Directive:
The data follows this line. Copy verbatim the line with "Find the tree" and each line after it to the end.

Record excerpts:
::::

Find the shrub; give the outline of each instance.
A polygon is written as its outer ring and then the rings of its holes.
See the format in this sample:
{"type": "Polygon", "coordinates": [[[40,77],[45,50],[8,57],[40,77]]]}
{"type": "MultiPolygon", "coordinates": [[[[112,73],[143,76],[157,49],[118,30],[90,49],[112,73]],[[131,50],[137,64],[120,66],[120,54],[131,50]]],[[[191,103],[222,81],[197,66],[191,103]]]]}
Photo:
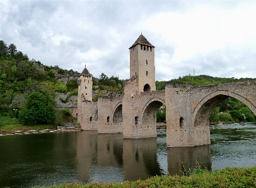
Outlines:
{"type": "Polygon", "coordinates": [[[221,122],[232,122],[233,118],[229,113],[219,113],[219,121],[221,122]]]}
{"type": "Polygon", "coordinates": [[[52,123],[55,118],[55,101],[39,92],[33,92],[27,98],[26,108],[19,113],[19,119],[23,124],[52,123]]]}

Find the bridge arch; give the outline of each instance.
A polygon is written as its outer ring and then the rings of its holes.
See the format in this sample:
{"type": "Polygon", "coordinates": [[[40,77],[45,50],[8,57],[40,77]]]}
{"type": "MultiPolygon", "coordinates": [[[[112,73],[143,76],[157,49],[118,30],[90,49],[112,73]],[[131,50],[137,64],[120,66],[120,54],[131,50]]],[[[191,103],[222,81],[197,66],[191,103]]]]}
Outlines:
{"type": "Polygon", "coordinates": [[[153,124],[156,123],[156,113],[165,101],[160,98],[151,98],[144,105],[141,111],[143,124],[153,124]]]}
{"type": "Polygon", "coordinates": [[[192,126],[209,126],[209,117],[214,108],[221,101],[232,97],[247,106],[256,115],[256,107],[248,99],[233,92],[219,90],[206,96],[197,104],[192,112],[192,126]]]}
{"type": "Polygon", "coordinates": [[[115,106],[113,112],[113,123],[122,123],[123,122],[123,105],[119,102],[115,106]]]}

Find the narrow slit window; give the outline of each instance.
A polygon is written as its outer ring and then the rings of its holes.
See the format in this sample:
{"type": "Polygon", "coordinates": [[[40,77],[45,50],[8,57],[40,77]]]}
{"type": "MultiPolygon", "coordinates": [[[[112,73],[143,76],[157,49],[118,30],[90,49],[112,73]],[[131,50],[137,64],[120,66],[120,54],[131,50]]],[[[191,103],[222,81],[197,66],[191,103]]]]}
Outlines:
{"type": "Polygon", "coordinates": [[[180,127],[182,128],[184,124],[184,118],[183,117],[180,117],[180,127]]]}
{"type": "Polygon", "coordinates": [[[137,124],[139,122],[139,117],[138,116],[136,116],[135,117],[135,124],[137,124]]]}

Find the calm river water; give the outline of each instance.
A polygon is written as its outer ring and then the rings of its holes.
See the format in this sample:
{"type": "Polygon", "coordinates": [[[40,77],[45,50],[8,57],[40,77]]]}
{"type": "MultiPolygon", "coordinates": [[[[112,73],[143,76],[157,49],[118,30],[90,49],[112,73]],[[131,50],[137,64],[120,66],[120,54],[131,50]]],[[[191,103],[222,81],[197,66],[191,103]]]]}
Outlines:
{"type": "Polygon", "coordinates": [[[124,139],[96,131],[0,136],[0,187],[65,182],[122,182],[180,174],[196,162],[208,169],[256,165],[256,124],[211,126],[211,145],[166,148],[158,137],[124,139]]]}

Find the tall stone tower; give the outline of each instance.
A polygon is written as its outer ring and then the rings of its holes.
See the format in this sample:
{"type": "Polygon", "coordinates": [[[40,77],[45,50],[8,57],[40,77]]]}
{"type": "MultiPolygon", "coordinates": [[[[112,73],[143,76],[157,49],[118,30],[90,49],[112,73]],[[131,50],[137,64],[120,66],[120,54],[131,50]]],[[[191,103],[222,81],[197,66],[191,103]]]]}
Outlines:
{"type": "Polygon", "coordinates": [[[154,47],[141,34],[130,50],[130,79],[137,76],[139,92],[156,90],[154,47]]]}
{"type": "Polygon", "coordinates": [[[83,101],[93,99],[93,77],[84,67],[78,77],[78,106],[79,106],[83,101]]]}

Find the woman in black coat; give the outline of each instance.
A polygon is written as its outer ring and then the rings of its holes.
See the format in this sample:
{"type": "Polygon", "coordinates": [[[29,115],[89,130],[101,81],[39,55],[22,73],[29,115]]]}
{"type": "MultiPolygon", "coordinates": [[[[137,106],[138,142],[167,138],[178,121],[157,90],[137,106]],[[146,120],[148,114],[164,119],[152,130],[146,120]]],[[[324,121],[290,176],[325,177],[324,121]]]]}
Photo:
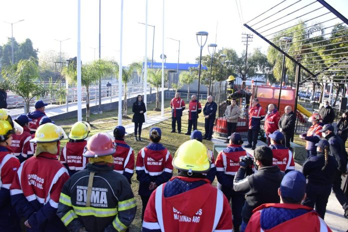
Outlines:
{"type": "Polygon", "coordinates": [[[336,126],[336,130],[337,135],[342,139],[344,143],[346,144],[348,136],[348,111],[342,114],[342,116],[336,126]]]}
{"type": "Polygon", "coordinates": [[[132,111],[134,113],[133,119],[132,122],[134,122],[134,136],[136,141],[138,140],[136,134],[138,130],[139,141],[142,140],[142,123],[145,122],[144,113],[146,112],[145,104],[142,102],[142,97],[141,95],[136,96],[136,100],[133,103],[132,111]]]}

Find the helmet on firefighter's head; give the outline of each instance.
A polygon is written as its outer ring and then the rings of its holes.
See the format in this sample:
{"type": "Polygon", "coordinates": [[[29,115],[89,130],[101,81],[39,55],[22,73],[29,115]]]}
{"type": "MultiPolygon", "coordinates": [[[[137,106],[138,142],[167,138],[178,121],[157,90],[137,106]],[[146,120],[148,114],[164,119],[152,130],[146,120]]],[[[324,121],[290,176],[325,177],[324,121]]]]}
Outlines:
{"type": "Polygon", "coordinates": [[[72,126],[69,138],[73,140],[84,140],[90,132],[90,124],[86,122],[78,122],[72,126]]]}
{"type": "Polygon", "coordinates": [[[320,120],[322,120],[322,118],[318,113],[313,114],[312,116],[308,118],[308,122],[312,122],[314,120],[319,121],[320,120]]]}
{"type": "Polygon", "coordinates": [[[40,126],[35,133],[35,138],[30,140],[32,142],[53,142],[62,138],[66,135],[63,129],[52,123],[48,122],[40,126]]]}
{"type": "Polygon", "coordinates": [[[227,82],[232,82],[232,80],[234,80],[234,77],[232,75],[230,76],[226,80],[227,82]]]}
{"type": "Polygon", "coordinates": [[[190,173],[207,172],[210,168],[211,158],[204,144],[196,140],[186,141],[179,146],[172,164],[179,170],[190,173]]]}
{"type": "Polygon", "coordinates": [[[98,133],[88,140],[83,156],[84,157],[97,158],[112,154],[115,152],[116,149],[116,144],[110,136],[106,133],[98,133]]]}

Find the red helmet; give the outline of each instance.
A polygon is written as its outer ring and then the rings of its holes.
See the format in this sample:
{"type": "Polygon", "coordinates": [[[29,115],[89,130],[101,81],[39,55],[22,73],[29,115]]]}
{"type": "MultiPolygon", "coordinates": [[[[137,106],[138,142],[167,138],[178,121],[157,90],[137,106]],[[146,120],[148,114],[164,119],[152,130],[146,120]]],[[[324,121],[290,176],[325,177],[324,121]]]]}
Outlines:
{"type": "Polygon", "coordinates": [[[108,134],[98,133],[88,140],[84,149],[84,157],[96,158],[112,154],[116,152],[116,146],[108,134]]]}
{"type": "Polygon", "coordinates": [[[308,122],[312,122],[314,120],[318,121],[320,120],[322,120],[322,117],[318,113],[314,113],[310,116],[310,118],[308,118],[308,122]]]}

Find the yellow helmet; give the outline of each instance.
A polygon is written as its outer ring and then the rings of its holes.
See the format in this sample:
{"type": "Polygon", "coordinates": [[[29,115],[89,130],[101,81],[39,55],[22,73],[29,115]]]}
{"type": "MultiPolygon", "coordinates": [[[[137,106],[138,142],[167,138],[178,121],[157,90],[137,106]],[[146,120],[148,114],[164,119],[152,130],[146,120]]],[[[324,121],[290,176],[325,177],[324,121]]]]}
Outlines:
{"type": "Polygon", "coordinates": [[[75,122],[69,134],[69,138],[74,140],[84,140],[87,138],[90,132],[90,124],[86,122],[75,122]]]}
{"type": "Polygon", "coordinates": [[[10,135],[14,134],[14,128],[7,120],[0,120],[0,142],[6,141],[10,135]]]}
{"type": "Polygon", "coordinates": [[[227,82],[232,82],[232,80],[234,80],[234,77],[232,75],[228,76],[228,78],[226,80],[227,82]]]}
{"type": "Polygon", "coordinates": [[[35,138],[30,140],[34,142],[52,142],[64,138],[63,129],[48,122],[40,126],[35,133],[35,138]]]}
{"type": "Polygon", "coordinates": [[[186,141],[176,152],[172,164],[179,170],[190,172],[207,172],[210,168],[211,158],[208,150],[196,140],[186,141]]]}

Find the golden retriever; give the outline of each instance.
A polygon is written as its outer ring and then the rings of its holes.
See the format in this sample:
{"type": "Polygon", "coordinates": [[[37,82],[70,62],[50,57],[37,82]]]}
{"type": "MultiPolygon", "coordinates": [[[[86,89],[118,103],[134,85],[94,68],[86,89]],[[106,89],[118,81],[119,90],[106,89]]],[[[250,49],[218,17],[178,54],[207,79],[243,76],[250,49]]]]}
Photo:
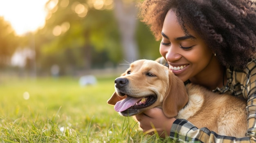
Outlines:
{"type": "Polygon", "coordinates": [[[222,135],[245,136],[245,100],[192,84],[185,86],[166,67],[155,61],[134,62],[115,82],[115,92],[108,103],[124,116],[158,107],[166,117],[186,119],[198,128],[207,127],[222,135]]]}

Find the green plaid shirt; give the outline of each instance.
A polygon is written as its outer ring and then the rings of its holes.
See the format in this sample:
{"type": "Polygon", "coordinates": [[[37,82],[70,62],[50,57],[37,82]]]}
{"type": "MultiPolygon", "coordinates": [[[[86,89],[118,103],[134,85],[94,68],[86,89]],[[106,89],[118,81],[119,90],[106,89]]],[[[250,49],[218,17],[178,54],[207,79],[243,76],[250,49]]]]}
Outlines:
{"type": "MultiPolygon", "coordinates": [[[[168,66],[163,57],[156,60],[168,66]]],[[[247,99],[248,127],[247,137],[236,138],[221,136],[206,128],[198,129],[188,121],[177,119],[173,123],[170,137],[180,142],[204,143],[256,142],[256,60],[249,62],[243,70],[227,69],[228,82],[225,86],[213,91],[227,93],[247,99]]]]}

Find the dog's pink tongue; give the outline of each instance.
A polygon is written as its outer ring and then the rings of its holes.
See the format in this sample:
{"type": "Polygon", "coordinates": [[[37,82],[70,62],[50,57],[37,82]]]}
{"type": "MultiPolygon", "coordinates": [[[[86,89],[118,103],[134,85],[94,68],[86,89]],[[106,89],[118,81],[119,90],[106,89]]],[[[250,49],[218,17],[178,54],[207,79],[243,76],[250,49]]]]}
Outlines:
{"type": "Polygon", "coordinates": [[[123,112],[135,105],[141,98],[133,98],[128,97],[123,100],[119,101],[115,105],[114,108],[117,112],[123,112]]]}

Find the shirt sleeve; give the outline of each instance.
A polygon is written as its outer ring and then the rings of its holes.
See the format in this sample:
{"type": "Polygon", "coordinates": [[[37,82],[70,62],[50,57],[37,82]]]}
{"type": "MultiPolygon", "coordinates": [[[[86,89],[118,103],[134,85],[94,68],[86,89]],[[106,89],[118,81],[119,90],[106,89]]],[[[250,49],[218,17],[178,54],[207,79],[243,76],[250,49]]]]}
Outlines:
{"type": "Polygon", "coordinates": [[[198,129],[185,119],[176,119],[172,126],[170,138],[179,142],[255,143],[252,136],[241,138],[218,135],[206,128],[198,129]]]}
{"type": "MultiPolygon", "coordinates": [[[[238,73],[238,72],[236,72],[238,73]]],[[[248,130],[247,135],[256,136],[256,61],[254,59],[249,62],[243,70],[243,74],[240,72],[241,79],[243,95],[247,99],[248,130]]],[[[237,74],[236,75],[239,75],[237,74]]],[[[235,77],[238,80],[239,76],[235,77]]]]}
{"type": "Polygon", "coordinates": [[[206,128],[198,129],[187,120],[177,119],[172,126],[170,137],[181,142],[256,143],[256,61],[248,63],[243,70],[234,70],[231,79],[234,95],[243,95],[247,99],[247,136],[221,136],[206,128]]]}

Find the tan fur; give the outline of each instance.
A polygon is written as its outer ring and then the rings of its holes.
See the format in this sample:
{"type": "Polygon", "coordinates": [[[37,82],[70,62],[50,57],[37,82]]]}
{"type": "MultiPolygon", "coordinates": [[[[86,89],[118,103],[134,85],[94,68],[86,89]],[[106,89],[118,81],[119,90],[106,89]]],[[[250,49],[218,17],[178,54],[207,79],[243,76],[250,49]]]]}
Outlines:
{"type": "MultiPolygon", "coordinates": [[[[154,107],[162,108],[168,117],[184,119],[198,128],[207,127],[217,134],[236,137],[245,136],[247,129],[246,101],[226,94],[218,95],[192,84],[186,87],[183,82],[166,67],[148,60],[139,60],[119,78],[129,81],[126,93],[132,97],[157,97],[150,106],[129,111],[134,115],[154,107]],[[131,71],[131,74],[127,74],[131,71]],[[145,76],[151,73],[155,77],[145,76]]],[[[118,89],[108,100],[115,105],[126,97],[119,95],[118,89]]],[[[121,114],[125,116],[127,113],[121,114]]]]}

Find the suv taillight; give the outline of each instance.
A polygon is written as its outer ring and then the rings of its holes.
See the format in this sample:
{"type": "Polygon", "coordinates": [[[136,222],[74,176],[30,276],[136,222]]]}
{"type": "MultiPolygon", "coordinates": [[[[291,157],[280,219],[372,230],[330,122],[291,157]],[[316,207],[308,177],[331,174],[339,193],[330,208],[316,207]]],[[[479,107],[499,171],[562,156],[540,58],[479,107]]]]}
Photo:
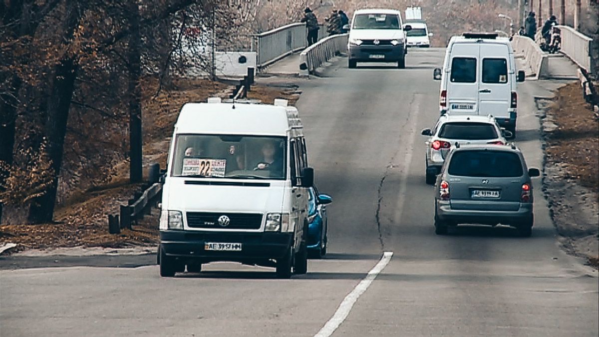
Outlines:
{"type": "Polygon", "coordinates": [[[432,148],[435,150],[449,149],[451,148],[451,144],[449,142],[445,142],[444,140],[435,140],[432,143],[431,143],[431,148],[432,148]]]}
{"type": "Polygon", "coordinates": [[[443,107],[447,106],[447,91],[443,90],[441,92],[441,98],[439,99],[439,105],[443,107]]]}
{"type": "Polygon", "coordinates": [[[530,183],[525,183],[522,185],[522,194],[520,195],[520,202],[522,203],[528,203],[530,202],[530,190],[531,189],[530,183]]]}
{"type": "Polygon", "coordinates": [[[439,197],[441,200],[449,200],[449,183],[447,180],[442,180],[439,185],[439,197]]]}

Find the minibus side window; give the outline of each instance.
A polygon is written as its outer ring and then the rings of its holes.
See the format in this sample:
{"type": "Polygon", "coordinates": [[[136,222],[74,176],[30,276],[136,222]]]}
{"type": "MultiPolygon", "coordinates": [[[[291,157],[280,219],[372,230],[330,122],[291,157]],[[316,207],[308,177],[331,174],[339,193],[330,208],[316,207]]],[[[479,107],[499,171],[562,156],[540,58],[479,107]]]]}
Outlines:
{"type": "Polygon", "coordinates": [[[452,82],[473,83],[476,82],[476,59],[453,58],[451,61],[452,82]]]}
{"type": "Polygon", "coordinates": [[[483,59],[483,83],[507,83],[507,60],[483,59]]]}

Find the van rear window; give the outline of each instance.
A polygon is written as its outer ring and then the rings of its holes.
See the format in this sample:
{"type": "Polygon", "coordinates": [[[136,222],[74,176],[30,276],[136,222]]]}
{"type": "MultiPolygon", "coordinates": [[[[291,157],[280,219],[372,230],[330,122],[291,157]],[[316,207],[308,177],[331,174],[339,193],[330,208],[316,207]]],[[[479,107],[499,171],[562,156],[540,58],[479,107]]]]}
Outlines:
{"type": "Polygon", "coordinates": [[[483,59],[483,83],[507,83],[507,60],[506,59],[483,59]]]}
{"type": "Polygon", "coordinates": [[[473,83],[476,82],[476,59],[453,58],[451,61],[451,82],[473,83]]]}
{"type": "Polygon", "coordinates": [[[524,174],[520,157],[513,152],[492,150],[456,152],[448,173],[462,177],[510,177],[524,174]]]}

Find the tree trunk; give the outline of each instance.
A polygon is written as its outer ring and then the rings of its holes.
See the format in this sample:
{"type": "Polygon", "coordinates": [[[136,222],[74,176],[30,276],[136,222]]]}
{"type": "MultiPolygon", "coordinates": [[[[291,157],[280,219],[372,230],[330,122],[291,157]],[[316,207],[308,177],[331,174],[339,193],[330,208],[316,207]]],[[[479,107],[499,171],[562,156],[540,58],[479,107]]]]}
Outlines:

::::

Result below:
Find the tree trunk; give the outline of each instance.
A polygon is written as its outer ring and then the rings of its holes.
See the format in this sample:
{"type": "Polygon", "coordinates": [[[136,222],[74,176],[30,276],[136,222]]]}
{"type": "MultiPolygon", "coordinates": [[[[291,157],[280,219],[372,230],[330,122],[291,157]],[[316,207],[308,177],[331,174],[339,193],[330,208],[316,207]]],[[[479,107],[499,171],[562,156],[540,58],[479,107]]]]}
Outlines:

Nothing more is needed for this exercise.